### What is needed
In the review of Apart Together, which actor plays the matriarch Qiao'e?

### Passage
++++++++++++++++++++
In Wang Quan'an's quietly mesmerizing, masterful Apart Together, basic truths like family, marriage, and history are under siege, not just by the intrusion of a past that isn't even really past, but also by a "city of the future" that lathers in the anxieties caused by China's accelerating globalization.
The city in question is none other than Shanghai -- a megalopolis in the constant throes of profound change. Change is also what's afoot for the Qiao family, led by matriarch Qiao'e (played by the indomitable Lisa Lu), who, in the opening scene of the film, is the addressee of a shocking letter that is read aloud. In it, a former Kuomingtang soldier by the name of Liu Yangsheng (Taiwanese actor Ling Feng) makes known his desire to return to mainland China, which is where he met, fell in love with, and impregnated Qiao'e. Having been ousted by the Communist Party in 1949, Liu was forced to abandon his first love, and like thousands of his ilk, fled for the greener pastures of the Taiwan straits. Now he wants to do right by her, even if it's not entirely clear how, given that Qiao'e has a husband of her own, along with several irascible daughters and sons who are none too pleased that Liu is proposing to whisk Qiao'e away with him to live out their days in Taiwan.
++++++++++++++++++++
### Given data
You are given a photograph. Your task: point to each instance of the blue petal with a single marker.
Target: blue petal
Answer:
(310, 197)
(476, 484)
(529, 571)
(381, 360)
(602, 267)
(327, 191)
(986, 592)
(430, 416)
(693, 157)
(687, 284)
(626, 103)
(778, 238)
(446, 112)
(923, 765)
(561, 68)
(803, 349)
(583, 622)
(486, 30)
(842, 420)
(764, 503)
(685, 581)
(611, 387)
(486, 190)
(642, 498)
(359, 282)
++++++++++++++++++++
### Answer to this problem
Lisa Lu